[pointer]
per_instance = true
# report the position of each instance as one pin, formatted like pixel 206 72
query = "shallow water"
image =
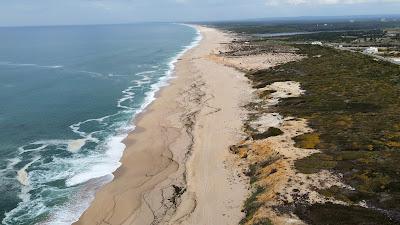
pixel 68 95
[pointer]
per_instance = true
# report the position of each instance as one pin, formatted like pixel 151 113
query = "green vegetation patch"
pixel 307 141
pixel 331 214
pixel 271 132
pixel 251 205
pixel 352 103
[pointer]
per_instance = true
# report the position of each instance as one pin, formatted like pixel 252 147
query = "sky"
pixel 67 12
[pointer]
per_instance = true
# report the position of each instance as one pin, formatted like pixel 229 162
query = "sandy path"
pixel 177 168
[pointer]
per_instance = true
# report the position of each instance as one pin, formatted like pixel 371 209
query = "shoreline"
pixel 158 182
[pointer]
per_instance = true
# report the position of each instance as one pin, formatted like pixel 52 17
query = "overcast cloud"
pixel 49 12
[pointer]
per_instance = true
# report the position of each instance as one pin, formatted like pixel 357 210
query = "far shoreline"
pixel 162 165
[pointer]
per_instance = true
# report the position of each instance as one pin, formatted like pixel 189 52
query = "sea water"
pixel 68 96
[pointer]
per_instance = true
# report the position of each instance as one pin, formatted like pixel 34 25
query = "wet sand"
pixel 177 168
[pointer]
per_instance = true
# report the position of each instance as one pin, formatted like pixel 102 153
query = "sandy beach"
pixel 177 168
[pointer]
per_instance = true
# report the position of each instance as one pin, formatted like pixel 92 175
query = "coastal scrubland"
pixel 345 166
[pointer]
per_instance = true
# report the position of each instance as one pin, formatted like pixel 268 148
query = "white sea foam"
pixel 109 165
pixel 30 65
pixel 96 168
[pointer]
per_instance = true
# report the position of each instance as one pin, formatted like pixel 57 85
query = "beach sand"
pixel 177 168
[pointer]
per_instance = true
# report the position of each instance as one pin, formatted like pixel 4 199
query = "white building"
pixel 371 50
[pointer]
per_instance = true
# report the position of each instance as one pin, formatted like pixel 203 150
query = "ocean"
pixel 68 97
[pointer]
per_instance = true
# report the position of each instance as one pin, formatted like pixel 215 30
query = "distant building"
pixel 316 43
pixel 371 50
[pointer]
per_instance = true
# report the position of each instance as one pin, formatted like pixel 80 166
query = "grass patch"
pixel 352 103
pixel 271 132
pixel 307 141
pixel 331 214
pixel 251 205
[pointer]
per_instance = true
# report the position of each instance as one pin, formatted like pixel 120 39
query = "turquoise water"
pixel 68 95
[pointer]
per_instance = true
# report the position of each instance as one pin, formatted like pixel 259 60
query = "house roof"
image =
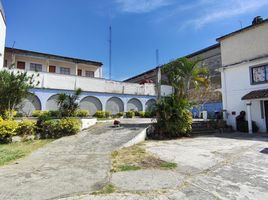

• _Exercice proposé_:
Recopiez fidèlement l'intégralité de la liste ci-dessus, ligne par ligne, sans y reproduire les images.

• _Réponse_:
[pointer]
per_instance = true
# report the position of each instance as one pin, formatted like pixel 206 72
query = "shallow water"
image =
pixel 68 95
[pointer]
per_instance = true
# report the position of each instance as one pin, formatted like pixel 151 113
query = "green vegetation patch"
pixel 307 141
pixel 331 214
pixel 271 132
pixel 251 205
pixel 352 103
[pointer]
per_instance = true
# report the position of each instance as one pin, formatted like pixel 252 147
query = "sky"
pixel 67 12
[pointer]
per_instance = true
# report the position of each instance as one pin, formatted like pixel 229 162
query = "sandy path"
pixel 177 168
[pointer]
per_instance = true
# report the position of each instance as one pin, formatted like pixel 371 209
query = "shoreline"
pixel 158 182
[pointer]
per_instance = true
# report the position of each instance as one pin, formatted like pixel 52 17
query = "overcast cloud"
pixel 49 12
[pointer]
per_instance = true
# report the position of each instance as one pin, formatted like pixel 357 210
query = "far shoreline"
pixel 162 165
[pointer]
per_instance = true
# report the position of each instance as one pin, formatted like pixel 189 52
query = "sea water"
pixel 68 96
[pointer]
per_instance = true
# report the position of each instance as one pin, formatted like pixel 34 25
query = "wet sand"
pixel 177 168
[pointer]
per_instance = true
# report the position of each instance as one pin, formatted like pixel 102 153
query = "sandy beach"
pixel 177 168
[pointer]
per_instance = true
# report the position of each instance as one pin, formatted like pixel 92 175
query = "coastal scrubland"
pixel 345 166
[pointer]
per_instance = true
# report the position of each instance as one pin, formatted like pixel 268 148
query = "white sea foam"
pixel 109 165
pixel 30 65
pixel 96 168
[pointer]
per_instance = true
# report the position of each instance as one pin, formatted like pixel 57 85
query = "beach sand"
pixel 177 168
[pointer]
per_instance = true
# report the position of each instance as one pin, formatted like pixel 4 199
query = "white building"
pixel 371 50
[pointer]
per_instance = true
# report the position of each instance as one pin, formatted like pixel 203 150
query = "ocean"
pixel 68 97
[pointer]
per_instance = true
# report the position of each instance as one pin, formatted like pixel 215 30
query = "distant building"
pixel 316 43
pixel 371 50
[pointer]
per_instance = true
# report the position of each instance as one pin, formatted like pixel 80 166
query = "grass patch"
pixel 352 103
pixel 271 132
pixel 307 141
pixel 331 214
pixel 251 205
[pointer]
per_instance = true
# report the position of each instance as one pin, formatted like pixel 120 39
query = "turquoise water"
pixel 68 95
[pointer]
per_instance = true
# report the position of each instance as one pin, formatted like pixel 259 60
query = "house roof"
image =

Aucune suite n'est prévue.